[WHAT NEEDS TO BE DONE]
Repeat each line of the records below word for word, leaving out the pictures.
==== PROVIDED INFORMATION
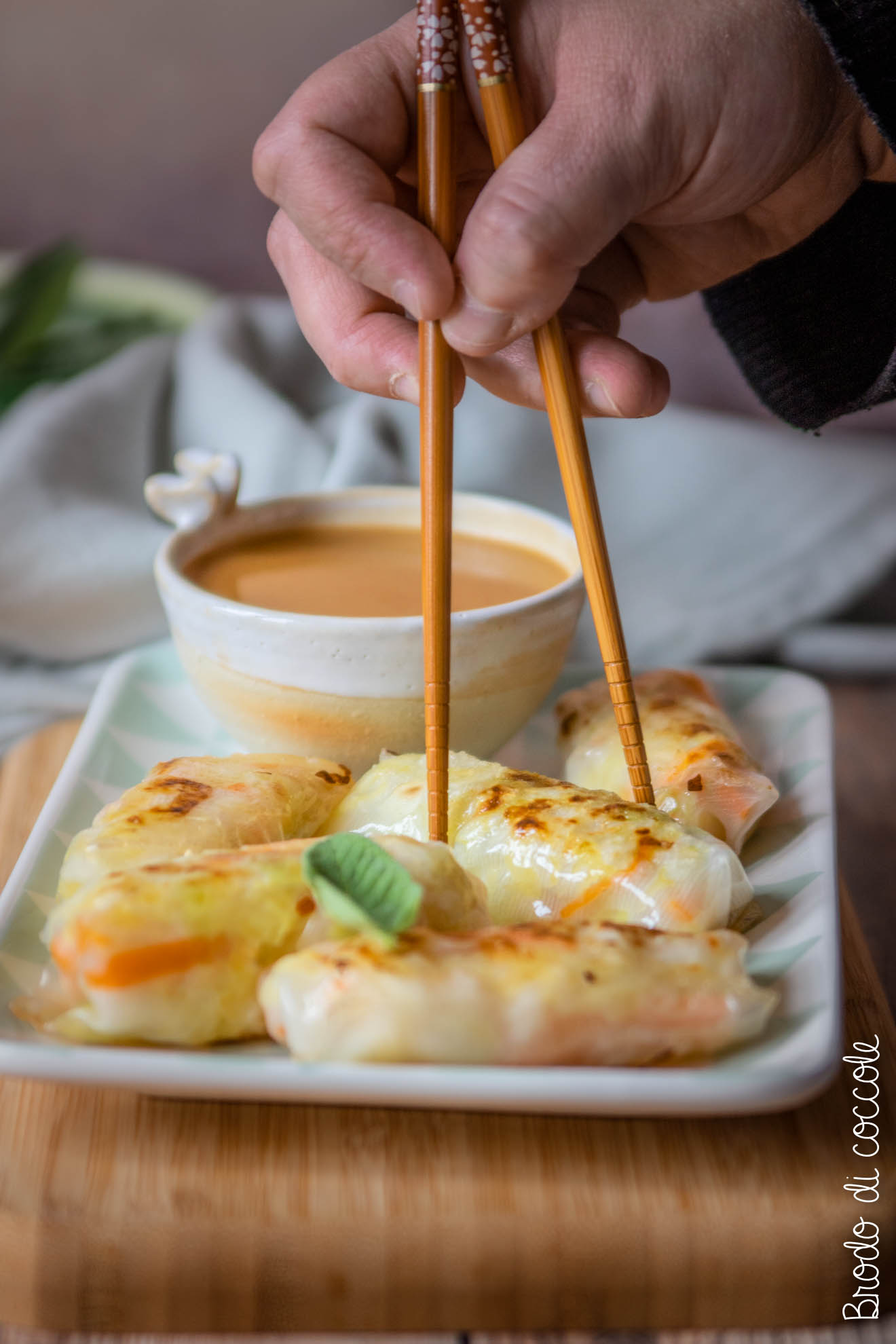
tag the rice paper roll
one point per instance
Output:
(171, 953)
(195, 804)
(702, 772)
(551, 994)
(546, 848)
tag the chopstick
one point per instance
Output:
(437, 43)
(506, 130)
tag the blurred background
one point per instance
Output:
(130, 126)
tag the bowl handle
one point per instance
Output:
(203, 485)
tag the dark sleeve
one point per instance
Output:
(815, 330)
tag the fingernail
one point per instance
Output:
(407, 297)
(476, 326)
(405, 388)
(599, 400)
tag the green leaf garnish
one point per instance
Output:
(360, 886)
(34, 297)
(50, 334)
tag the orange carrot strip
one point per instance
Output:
(133, 965)
(586, 898)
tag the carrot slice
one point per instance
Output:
(133, 965)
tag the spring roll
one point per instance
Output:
(551, 994)
(171, 953)
(546, 848)
(702, 770)
(195, 804)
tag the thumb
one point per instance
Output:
(543, 215)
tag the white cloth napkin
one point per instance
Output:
(727, 534)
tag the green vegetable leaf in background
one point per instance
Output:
(360, 886)
(48, 335)
(34, 297)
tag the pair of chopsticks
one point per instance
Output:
(437, 70)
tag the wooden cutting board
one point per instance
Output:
(126, 1212)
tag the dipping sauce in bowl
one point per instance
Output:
(299, 620)
(367, 572)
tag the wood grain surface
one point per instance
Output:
(126, 1212)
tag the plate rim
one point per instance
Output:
(544, 1090)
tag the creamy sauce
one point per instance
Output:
(367, 572)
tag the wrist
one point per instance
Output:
(878, 155)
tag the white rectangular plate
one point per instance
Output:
(145, 711)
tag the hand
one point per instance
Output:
(675, 145)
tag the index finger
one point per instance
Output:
(329, 160)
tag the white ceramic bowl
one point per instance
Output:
(347, 687)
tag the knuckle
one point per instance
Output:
(524, 237)
(277, 241)
(266, 156)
========
[RESULT OF THIS EXERCISE]
tag the rice paper roll
one point per instance
Output:
(171, 953)
(195, 804)
(702, 772)
(551, 994)
(546, 848)
tag the chopstick
one point per instance
Output:
(437, 43)
(506, 130)
tag the blurred background
one point per instance
Output:
(130, 126)
tag the bowl handle
one point per instance
Output:
(203, 485)
tag the dark sleeve
one point per instance
Output:
(815, 330)
tag the fingernail
one point per instance
Output:
(407, 297)
(476, 326)
(405, 388)
(599, 400)
tag the green leaf garnish
one point per instance
Output:
(360, 886)
(34, 297)
(50, 334)
tag the orange carrot strip
one point per instance
Output:
(133, 965)
(586, 898)
tag the carrot slice
one point per instance
Output:
(133, 965)
tag the spring roll
one point per instance
Output:
(551, 994)
(171, 953)
(546, 848)
(702, 770)
(195, 804)
tag the thumb
one point per instance
Output:
(543, 215)
tag the white cloth napkin
one point per instance
Output:
(727, 534)
tag the green vegetable leaf in background
one point per instance
Output:
(360, 886)
(48, 335)
(34, 297)
tag the pair of chopsticks
one point per instance
Output:
(437, 70)
tag the wooden cutting board
one point per instance
Output:
(126, 1212)
tag the dipping sauce in bowl
one point per instance
Output:
(299, 620)
(367, 572)
tag the wood grain surface
one point per instance
Output:
(126, 1212)
tag the plate rim
one point per instance
Output:
(544, 1090)
tag the creamy sauce
one point per instance
Output:
(367, 572)
tag the wrist
one point per instance
Output:
(878, 155)
tag the white rectangular plate
one point per instance
Output:
(145, 711)
tag the hand
one point per instance
Output:
(675, 145)
tag the index finger
one point per instance
Output:
(329, 160)
tag the white ceramic bowl
one point per instance
Output:
(347, 687)
tag the knuckle
one point per instance
Output:
(524, 237)
(277, 241)
(266, 156)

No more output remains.